What is being asked
Your answer must contain only the lines from the one containing "man with a dot." through the end of the entries below, reproduced character for character.

Items listed in a dataset
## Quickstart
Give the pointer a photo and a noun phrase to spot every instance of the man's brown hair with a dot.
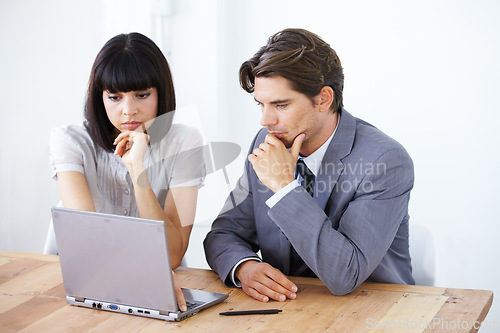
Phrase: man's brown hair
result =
(303, 58)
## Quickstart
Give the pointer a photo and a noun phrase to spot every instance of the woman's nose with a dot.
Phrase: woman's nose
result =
(129, 107)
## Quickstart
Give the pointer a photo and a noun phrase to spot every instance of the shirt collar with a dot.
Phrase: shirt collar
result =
(313, 161)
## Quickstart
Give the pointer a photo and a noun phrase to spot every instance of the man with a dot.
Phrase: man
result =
(348, 222)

Solution for this task
Give the pointer a photo and a noun phrase to spot every instance of the man with a dot.
Phrase: man
result =
(348, 222)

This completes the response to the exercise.